PROMPT =>
Extract every line in the listing below that contains the word "distant".

───── ROWS

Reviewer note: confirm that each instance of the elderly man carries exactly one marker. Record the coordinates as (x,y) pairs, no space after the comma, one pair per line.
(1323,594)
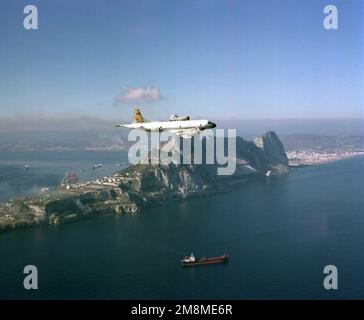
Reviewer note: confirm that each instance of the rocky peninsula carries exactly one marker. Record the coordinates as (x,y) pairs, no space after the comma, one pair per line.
(141,185)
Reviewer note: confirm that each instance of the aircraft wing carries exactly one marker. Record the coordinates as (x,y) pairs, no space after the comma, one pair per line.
(185,133)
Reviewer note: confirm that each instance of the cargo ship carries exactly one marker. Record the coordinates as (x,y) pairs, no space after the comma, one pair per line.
(190,261)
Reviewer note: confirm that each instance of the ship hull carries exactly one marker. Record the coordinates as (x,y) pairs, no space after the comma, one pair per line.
(205,261)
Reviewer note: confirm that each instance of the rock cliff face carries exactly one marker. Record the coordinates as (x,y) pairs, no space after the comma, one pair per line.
(144,185)
(273,148)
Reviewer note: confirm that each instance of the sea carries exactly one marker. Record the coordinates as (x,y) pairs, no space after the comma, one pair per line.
(280,233)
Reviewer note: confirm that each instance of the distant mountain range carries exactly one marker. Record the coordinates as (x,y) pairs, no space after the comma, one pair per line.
(323,143)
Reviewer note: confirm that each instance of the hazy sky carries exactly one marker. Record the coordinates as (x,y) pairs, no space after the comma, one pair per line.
(223,58)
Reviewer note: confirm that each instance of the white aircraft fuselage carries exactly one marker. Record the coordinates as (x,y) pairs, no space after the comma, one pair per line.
(185,128)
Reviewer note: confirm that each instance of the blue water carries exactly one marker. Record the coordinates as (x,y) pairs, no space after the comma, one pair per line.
(280,233)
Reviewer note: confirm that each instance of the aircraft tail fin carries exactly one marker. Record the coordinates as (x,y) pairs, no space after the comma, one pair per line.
(137,117)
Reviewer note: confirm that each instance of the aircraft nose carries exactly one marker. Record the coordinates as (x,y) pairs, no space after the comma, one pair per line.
(212,125)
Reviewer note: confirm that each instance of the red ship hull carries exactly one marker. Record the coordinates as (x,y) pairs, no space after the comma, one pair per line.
(203,261)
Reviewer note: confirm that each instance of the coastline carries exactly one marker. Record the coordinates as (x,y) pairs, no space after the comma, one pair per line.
(300,159)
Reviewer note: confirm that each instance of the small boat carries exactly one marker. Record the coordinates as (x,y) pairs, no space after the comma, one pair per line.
(190,261)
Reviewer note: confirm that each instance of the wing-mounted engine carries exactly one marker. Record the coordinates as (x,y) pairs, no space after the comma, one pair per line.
(175,117)
(186,133)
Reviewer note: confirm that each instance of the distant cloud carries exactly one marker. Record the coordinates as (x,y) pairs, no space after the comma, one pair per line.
(142,94)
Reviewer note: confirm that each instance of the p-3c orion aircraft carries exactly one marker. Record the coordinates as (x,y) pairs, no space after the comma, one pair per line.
(183,126)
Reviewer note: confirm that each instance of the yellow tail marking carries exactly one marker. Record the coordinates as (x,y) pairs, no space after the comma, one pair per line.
(138,116)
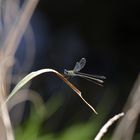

──────────

SOLUTION FOR THIS EXERCISE =>
Reviewer note: confirm that each instance of the distant mountain range carries exactly one marker. Record the coordinates as (x,y) pairs, no space after the comma, one pair per line.
Reviewer note: confirm that each instance of the distant cloud carries exactly one marker. Record the coordinates as (x,y) pairs, no space after the comma, one pair per line.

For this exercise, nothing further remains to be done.